(begin)
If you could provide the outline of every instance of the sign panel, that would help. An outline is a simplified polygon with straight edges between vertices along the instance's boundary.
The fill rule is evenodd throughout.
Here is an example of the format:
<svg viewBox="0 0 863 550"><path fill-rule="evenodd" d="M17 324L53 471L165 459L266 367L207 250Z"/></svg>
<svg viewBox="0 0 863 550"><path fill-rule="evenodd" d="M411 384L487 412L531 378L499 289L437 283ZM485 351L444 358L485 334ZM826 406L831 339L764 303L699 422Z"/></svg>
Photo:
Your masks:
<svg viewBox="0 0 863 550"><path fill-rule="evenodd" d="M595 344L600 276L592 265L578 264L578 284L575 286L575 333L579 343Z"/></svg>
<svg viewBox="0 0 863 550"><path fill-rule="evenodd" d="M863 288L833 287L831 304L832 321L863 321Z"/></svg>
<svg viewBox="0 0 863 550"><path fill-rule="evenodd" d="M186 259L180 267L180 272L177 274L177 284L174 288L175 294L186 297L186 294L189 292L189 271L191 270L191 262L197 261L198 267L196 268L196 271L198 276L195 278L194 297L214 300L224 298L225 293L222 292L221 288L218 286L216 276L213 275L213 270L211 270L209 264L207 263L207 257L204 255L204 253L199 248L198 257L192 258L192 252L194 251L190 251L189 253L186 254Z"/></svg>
(end)
(begin)
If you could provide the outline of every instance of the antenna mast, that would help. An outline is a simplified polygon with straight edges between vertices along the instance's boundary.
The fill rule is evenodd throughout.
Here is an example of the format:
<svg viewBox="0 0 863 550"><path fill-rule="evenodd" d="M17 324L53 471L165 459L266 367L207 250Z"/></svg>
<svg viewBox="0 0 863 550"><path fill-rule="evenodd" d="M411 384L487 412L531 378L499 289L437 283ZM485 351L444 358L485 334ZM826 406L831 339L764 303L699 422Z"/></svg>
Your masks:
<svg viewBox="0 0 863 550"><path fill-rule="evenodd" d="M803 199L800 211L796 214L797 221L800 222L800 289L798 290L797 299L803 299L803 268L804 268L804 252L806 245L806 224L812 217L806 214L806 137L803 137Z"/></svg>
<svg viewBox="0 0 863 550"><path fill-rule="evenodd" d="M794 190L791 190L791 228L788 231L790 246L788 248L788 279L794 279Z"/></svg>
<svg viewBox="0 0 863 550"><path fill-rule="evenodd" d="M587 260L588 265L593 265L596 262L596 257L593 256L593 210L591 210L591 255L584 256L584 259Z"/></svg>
(end)
TASK PROMPT:
Extract every line in the records above that contains the word "outline". Case counts.

FULL RESPONSE:
If you could provide the outline of every instance of the sign panel, that would help. An outline is a simplified polygon with straight edges between vertices along the instance's boundary.
If you could provide the outline of every instance of the antenna mast, that would help. An outline is a simplified polygon with straight edges between vertices along the instance's boundary.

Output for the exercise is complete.